╭──
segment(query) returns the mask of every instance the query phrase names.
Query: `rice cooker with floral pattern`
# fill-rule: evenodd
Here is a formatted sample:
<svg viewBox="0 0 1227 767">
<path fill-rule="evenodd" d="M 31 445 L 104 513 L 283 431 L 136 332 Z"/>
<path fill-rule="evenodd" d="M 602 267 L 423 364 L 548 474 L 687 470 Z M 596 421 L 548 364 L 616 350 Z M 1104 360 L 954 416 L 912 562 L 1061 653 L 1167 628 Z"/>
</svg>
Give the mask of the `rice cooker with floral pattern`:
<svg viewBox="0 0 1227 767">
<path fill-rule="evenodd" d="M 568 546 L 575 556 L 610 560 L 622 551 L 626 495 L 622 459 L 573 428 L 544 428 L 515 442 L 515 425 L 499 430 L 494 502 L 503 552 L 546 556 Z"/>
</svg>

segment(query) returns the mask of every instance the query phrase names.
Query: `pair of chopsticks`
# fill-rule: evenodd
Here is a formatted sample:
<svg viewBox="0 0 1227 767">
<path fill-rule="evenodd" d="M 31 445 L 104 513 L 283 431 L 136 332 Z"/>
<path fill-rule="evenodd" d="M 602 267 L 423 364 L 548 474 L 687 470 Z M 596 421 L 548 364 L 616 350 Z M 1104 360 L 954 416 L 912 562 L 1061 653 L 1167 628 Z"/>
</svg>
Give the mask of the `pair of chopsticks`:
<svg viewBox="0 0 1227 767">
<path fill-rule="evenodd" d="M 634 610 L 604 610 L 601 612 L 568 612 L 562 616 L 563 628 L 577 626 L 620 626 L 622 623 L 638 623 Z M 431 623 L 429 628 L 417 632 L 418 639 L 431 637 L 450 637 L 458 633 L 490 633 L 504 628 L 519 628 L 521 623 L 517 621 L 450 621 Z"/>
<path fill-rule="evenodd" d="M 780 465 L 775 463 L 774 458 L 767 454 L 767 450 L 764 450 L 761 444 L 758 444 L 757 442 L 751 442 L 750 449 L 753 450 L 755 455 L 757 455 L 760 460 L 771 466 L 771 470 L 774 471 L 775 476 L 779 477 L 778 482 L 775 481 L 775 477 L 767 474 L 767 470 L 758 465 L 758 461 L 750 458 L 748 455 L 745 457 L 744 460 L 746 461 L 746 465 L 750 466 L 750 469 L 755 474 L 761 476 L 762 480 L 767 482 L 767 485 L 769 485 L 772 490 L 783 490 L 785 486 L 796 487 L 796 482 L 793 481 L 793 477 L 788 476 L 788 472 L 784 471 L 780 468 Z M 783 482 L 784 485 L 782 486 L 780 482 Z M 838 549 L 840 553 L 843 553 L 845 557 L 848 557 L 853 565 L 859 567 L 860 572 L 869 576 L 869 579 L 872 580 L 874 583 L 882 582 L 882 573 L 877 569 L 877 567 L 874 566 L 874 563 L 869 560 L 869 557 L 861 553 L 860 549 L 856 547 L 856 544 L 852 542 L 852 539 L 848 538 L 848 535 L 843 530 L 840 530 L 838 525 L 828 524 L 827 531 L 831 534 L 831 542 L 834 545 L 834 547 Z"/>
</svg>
╰──
TASK TO COMPLETE ▸ Pick out every line in the rows above that contains the word "rice", and copy each of those lines.

EXERCISE ANSWER ▸
Query: `rice cooker with floral pattern`
Give the mask of the `rice cooker with floral pattern`:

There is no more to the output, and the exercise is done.